# Exercise aim:
Copy all of the material below word for word, leaving out the pictures.

# Data section:

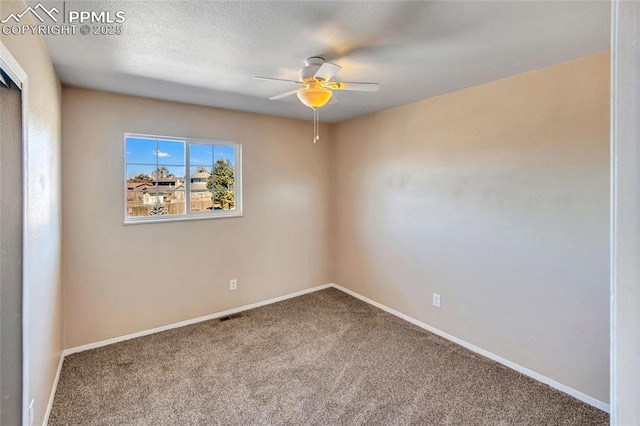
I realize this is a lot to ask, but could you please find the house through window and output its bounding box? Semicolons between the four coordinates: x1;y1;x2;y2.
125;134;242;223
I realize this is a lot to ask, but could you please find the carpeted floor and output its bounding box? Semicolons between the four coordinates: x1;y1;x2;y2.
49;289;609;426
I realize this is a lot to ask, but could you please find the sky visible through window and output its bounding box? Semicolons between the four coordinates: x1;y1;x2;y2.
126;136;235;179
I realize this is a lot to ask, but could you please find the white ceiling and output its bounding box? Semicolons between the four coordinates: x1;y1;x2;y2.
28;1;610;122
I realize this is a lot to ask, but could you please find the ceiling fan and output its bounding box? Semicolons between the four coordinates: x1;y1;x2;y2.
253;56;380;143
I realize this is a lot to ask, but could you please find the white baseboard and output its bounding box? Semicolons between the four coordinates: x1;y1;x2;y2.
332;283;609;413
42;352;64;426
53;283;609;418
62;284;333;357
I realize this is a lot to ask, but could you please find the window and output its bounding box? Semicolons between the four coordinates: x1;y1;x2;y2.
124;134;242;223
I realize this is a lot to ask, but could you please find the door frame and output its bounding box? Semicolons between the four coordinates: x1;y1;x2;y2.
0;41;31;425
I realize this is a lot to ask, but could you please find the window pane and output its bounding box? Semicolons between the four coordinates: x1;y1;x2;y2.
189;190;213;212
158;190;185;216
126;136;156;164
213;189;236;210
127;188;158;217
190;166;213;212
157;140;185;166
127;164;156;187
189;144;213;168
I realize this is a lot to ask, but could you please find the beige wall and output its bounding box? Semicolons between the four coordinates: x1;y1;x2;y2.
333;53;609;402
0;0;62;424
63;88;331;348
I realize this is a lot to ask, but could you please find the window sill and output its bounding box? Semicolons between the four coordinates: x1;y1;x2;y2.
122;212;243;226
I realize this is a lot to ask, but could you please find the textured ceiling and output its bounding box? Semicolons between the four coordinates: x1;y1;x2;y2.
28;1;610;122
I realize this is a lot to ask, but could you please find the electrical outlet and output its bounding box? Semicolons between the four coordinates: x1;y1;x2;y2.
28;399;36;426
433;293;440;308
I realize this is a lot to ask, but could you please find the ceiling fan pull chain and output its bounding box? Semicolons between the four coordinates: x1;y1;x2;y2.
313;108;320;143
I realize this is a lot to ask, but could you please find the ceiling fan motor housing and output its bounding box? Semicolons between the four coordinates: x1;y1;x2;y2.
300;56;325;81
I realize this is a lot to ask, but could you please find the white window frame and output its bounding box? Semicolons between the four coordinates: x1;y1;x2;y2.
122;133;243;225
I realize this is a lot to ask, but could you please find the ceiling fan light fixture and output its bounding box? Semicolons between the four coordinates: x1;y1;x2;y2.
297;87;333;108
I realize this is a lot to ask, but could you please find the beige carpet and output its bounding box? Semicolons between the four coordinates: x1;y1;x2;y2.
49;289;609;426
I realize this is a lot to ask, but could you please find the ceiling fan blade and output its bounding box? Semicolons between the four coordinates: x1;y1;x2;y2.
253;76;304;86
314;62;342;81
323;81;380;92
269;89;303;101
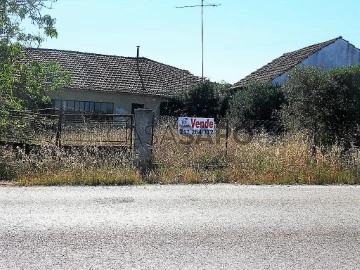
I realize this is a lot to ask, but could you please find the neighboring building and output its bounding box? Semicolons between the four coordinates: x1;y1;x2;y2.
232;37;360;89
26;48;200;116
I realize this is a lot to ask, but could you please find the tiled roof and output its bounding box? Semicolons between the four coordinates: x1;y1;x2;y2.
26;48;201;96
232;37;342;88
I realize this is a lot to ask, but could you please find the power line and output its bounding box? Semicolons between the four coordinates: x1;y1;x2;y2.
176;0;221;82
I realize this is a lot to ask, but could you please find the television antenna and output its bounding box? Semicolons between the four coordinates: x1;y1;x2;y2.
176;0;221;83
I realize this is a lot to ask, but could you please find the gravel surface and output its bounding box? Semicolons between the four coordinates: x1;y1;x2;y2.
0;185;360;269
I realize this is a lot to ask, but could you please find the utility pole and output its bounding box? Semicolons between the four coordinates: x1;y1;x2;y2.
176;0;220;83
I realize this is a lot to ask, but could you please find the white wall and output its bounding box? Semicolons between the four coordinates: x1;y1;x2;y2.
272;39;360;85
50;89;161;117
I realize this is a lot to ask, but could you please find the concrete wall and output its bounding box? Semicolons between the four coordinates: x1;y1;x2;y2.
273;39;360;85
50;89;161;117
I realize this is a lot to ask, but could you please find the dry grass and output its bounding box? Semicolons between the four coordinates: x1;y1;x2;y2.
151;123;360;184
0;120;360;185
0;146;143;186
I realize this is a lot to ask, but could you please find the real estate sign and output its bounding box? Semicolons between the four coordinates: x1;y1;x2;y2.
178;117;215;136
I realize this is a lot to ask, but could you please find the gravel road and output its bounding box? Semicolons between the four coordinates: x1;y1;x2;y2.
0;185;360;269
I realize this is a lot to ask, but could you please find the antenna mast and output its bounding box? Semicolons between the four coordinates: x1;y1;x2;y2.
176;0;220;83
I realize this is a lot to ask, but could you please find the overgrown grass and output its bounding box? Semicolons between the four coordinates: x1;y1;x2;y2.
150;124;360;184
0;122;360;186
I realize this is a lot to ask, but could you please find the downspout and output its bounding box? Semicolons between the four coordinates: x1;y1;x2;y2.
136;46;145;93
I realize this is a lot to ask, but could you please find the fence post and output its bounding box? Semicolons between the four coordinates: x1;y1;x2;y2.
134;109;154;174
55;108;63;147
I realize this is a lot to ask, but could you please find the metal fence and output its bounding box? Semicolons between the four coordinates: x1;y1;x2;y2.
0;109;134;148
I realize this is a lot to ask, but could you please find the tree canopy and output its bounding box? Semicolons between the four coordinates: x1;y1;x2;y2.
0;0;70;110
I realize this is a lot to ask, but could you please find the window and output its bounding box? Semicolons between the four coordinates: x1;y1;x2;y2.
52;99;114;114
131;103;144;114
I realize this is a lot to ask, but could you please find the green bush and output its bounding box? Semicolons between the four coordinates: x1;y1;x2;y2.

# Complete output:
I realize this is a lot to ask, but could you please find the house through window and output its bounding box? Semicolons between the four coordinates: x1;y1;x2;y2.
125;134;242;223
I realize this is a lot to ask, but could you please find the carpeted floor and output its bounding box? Semicolons between the four coordinates: x1;y1;x2;y2.
49;289;609;426
I realize this is a lot to ask, but could you please find the sky visible through window and output its bounding box? Semicolons between the four coordinates: x1;y1;x2;y2.
126;136;235;179
I realize this is a lot to ask, but could you please find the white ceiling and output its bounding box? Semicolons between the four coordinates: x1;y1;x2;y2.
28;1;610;122
I realize this is a lot to ask, but could you please find the ceiling fan and output its bounding box? Semicolons between the four coordinates: x1;y1;x2;y2.
253;56;380;143
I realize this is a lot to ask, but could you please find the white baseboard and output its bounding box? Semicolons between the four coordinates: x1;y1;x2;y2.
332;283;609;413
42;352;64;426
53;283;609;418
62;284;333;357
I realize this is a lot to ask, but could you please find the window and output its bounding box? Semicolons between the four coordinates: x1;y1;x2;y2.
124;134;242;223
I realize this is a lot to ask, but could you please find the door frame and output its bounding box? Semicolons between the four coordinates: x1;y1;x2;y2.
0;41;31;425
I realize this is a lot to ask, but could you please find the window pane and output its bounding box? Semicolons between the four coordinates: x1;y1;x2;y2.
189;190;213;212
158;190;185;216
126;136;156;164
213;189;236;210
127;188;158;217
190;166;213;212
157;140;185;166
127;164;156;187
189;144;213;168
I realize this is a lot to ask, but could you please find the beige wall and output its bounding box? Semicolons between the four coordinates: x1;y1;x2;y2.
333;53;609;402
0;0;62;424
63;88;331;348
I realize this is a lot to ask, but could you please find the window sill and output its bounding box? Semicolons between the four coordinates: x1;y1;x2;y2.
122;212;243;226
I realize this is a lot to ask, but could you please find the textured ceiling and output its bounding box? Semicolons between the four coordinates: x1;y1;x2;y2.
28;1;610;122
I realize this is a lot to ask, but could you please find the electrical outlet and output its bounding box? Semicolons between the four coordinates: x1;y1;x2;y2.
28;399;36;426
433;293;440;308
I realize this is a lot to ask, but could you please find the ceiling fan pull chain and output its bounding box? Semicolons between the four coordinates: x1;y1;x2;y2.
313;108;320;143
I realize this is a lot to ask, but could you please find the ceiling fan motor housing and output its bounding box? Semicolons between the four coordinates: x1;y1;x2;y2.
300;56;325;81
I realize this is a lot to ask, but could you please find the white window frame and output its bounding box? Semicolons between the four coordinates: x1;y1;x2;y2.
122;133;243;225
I realize this is a lot to ask, but could you please find the ceiling fan light fixture and output its bounding box? Semicolons between the four coordinates: x1;y1;x2;y2.
297;87;333;108
I realize this is a lot to ask, but could you please find the beige carpet and output its bounding box? Semicolons between the four coordinates: x1;y1;x2;y2.
49;289;609;426
I realize this is a lot to ask, but could you please find the ceiling fan blade and output its bounding box? Semicolons between the four coordinates: x1;y1;x2;y2.
253;76;304;86
314;62;342;81
323;81;380;92
269;89;303;101
I realize this is a lot to ask, but could you please find the neighboring building and output its bounding box? Semicolons between the four coordinates: x1;y1;x2;y2.
232;37;360;89
26;48;200;116
I realize this is a lot to ask, but could you please find the tiled roof and output its bounding box? Semicolons between the four coordinates: x1;y1;x2;y2.
26;48;201;96
232;37;342;88
I realize this is a lot to ask, but could you please find the power line and output its bounding box? Semicolons between the four coordinates: x1;y1;x2;y2.
176;0;221;82
I realize this is a lot to ask, but could you please find the television antenna and output its bounding box? Semicolons between the four coordinates: x1;y1;x2;y2.
176;0;221;83
I realize this is a lot to ask, but could you please find the gravel surface and output its bounding box? Semicolons between the four coordinates: x1;y1;x2;y2.
0;185;360;269
I realize this is a lot to ask, but could you please find the utility pole and output its bounding box? Semicolons between the four coordinates: x1;y1;x2;y2.
176;0;220;83
I realize this is a lot to ask, but could you please find the white wall and output its bounding box? Semicolons between the four coordinates: x1;y1;x2;y2.
272;39;360;85
50;89;161;117
I realize this is a lot to ask, but could you please find the concrete wall and output its bounding box? Semicolons between the four coordinates: x1;y1;x2;y2.
273;39;360;85
50;89;161;117
I realize this is a lot to ask, but could you please find the dry grass and output its bounding box? Semicolons between the four coordinates: x1;y1;x2;y2.
151;123;360;184
0;120;360;185
0;146;143;186
I realize this is a lot to ask, but could you please find the real estate sign and output its bounding box? Semicolons between the four coordinates: x1;y1;x2;y2.
178;117;215;136
I realize this is a lot to ask, but could you please find the gravel road and output its bounding box? Semicolons between the four coordinates: x1;y1;x2;y2.
0;185;360;269
I realize this is a lot to ask, but could you please find the antenna mast and output its bounding box? Semicolons between the four coordinates: x1;y1;x2;y2.
176;0;220;83
I realize this is a lot to ask, but could you please find the overgrown grass and output its bounding box? Semicolons between the four coordinates: x1;y1;x2;y2.
150;124;360;184
0;122;360;186
I realize this is a lot to ask, but could you please find the downspout and output its bounding box? Semicolons between the four coordinates: x1;y1;x2;y2.
136;46;145;93
I realize this is a lot to ask, but could you please find the fence post and output its bounding box? Semicolons between the four coordinates: x1;y1;x2;y2.
134;109;154;174
55;108;63;147
I realize this is a lot to ask, but could you please find the metal fence and output its bounding box? Semicolons between the four coordinates: x1;y1;x2;y2.
0;109;134;148
I realize this is a lot to ask, but could you please find the tree canopy and output its bounding box? Semicolons between the four coordinates: x1;y1;x2;y2.
0;0;70;110
I realize this is a lot to ask, but could you please find the window and output its bounding box? Semicolons between the four coordinates: x1;y1;x2;y2.
52;99;114;114
131;103;144;114
I realize this is a lot to ask, but could you please find the green bush and output its bounding box? Semicolons between the four coordinates: x1;y1;x2;y2.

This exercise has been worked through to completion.